# Goal of the exercise
Reproduce, without alteration, the rows below, starting at the first row and ending at the row that contains "top-left (596, 500), bottom-right (660, 626)", with both of these rows included.
--- begin Source material ---
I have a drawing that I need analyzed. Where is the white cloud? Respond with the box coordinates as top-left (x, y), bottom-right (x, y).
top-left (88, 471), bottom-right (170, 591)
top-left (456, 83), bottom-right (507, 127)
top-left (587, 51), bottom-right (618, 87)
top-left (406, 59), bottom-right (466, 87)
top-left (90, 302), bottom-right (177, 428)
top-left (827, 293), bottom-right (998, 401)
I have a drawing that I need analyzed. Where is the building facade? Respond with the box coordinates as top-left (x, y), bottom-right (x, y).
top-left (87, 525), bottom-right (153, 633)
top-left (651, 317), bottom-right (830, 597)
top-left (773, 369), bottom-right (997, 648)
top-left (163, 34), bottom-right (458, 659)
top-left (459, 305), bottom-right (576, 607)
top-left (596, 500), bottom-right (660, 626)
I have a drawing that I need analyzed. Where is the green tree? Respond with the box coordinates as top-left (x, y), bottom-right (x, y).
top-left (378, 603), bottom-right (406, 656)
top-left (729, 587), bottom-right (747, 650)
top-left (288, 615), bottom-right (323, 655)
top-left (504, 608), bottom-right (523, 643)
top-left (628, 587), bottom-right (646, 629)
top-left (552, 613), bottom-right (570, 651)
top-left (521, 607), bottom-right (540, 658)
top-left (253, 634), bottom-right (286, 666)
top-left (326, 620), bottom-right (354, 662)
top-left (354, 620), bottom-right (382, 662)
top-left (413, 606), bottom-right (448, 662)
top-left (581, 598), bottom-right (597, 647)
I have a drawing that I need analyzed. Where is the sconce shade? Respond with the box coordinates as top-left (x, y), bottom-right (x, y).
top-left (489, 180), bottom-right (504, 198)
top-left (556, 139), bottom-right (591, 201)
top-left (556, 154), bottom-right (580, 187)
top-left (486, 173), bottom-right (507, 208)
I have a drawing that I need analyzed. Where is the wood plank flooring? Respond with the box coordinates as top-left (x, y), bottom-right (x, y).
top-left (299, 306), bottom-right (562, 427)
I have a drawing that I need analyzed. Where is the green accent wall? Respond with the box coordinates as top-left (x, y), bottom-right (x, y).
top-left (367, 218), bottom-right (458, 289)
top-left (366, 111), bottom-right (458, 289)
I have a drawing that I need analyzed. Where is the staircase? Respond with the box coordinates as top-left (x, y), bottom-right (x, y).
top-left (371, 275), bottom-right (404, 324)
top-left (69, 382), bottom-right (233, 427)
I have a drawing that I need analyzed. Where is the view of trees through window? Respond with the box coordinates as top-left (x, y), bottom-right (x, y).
--- end Source material ---
# Complete response
I have a drawing that I need analyzed. Where is the white cloud? Respond with the box coordinates as top-left (x, y), bottom-right (x, y).
top-left (88, 471), bottom-right (170, 591)
top-left (456, 83), bottom-right (507, 127)
top-left (587, 51), bottom-right (618, 87)
top-left (406, 59), bottom-right (466, 87)
top-left (90, 302), bottom-right (177, 428)
top-left (827, 293), bottom-right (998, 401)
I have a drawing that I need analyzed. Where is the building facade? Respond with the box coordinates as top-left (x, y), bottom-right (x, y).
top-left (87, 525), bottom-right (153, 633)
top-left (651, 317), bottom-right (830, 597)
top-left (773, 369), bottom-right (997, 648)
top-left (163, 34), bottom-right (458, 659)
top-left (459, 305), bottom-right (576, 607)
top-left (596, 500), bottom-right (660, 626)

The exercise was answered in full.